■ **Your objective**:
For each line below that includes the word "rock", make a copy.

■ **Study material**:
= Beginning of Section =
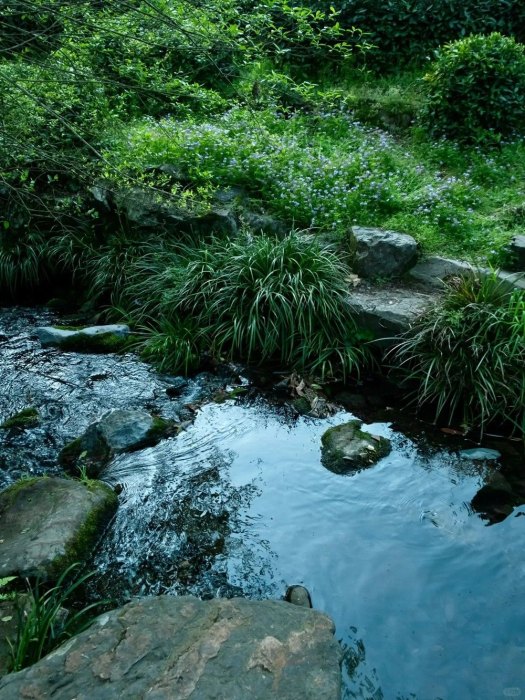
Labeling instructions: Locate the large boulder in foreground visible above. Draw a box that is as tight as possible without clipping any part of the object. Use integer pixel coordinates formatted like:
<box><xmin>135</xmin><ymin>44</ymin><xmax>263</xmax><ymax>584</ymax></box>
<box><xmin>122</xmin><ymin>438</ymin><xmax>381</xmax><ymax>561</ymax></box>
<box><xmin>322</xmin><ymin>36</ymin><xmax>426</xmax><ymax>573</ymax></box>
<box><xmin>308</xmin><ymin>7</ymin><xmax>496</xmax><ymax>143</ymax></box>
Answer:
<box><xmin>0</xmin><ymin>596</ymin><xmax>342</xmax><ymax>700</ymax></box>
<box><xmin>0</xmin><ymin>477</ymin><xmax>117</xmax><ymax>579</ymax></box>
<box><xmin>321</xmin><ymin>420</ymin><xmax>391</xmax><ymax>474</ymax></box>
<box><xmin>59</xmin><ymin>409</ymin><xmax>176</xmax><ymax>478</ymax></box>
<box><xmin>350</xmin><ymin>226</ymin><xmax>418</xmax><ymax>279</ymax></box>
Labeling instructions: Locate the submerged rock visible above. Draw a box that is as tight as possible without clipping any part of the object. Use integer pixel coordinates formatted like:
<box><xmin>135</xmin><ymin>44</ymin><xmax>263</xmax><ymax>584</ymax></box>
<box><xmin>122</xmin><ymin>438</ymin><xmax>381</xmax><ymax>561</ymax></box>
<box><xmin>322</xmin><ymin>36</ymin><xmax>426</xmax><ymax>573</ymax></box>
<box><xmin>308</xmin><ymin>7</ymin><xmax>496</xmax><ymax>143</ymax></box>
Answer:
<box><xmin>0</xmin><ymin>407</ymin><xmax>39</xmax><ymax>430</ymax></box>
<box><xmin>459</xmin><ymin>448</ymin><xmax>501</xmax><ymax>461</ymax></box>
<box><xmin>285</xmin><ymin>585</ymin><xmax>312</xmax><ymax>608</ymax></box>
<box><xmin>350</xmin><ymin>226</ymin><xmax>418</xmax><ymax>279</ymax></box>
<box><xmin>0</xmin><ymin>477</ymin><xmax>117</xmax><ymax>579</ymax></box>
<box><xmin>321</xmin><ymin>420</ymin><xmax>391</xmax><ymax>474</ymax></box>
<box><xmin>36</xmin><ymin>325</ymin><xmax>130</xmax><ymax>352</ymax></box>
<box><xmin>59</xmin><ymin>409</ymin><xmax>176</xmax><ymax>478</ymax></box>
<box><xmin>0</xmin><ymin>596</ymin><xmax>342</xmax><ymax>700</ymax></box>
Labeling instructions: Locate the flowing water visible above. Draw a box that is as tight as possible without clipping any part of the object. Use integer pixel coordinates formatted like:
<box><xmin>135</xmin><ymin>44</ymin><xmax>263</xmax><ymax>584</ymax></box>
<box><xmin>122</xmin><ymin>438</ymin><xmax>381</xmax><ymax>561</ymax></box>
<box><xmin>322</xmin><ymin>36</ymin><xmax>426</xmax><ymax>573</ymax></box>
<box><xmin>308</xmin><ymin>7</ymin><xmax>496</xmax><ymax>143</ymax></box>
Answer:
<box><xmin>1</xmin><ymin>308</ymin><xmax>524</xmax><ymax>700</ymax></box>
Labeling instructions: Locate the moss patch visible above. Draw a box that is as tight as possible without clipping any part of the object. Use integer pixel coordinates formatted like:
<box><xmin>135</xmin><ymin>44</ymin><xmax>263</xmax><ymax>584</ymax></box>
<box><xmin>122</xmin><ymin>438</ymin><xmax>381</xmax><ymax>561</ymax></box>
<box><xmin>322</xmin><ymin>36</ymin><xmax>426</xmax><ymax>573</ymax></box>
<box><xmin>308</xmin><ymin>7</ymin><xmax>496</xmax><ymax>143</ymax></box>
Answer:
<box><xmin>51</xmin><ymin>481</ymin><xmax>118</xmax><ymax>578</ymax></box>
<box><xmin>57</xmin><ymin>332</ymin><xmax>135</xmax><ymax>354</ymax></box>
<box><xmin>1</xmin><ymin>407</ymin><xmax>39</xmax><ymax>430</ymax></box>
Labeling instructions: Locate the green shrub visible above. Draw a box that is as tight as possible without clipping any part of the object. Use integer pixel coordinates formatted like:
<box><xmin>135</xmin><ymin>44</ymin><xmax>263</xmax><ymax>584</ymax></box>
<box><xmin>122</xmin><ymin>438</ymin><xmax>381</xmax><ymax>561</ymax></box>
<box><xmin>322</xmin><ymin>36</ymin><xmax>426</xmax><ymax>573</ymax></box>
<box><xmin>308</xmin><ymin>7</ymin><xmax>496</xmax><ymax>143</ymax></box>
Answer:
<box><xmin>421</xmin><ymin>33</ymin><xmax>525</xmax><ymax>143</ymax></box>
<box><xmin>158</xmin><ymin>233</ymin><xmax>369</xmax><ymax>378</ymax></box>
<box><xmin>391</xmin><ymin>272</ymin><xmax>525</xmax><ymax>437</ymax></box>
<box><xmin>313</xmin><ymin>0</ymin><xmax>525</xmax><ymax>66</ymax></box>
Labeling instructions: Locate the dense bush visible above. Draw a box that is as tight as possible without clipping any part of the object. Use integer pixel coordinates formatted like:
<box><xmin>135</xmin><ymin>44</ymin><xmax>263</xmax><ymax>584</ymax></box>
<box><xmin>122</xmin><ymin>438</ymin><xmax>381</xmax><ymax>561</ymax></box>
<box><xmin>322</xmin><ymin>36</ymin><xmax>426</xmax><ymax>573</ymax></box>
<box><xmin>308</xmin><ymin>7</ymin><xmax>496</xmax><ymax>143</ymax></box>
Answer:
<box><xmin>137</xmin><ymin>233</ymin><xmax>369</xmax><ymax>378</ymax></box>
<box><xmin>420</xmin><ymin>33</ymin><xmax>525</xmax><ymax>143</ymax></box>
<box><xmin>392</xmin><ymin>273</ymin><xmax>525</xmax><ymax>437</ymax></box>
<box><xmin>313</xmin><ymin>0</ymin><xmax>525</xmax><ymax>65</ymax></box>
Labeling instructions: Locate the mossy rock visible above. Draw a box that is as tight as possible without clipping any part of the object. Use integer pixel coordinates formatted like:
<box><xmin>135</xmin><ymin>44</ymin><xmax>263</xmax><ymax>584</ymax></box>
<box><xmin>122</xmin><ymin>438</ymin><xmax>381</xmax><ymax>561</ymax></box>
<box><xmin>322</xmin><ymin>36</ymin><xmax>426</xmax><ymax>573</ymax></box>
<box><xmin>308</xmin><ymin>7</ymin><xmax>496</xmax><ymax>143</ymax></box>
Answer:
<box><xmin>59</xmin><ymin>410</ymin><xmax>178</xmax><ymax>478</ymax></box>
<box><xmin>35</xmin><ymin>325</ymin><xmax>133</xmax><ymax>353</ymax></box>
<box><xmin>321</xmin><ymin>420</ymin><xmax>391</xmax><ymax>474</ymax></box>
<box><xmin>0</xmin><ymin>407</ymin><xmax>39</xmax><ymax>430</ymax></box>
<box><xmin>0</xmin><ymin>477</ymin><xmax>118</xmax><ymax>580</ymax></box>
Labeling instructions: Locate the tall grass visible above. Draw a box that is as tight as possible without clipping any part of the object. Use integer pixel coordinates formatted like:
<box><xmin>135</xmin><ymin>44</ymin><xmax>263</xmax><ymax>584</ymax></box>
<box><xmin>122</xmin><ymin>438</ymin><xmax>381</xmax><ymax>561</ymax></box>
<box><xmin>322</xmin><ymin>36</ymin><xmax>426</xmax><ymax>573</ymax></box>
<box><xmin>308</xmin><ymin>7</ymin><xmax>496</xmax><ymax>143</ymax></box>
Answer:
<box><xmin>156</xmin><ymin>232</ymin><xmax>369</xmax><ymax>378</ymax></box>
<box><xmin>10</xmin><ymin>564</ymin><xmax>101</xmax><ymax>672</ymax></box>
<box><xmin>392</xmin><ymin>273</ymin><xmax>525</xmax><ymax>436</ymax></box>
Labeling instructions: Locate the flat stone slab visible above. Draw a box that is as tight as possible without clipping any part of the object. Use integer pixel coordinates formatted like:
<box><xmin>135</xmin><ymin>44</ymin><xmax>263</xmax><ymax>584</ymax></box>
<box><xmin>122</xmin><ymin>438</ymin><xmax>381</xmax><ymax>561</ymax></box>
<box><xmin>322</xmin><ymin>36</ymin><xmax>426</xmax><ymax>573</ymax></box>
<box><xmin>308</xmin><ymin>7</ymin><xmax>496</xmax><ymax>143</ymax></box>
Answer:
= End of Section =
■ **Expected answer**:
Labeling instructions: Locate the submerged rock visible above. Draw a box that is as tight as possible without clipping any part of the object. Use integer pixel coordinates formatted like:
Labeling instructions: Locate the mossy rock visible above. Draw a box that is as tight as possible without clipping any part of the object. Use integer pixel coordinates formatted like:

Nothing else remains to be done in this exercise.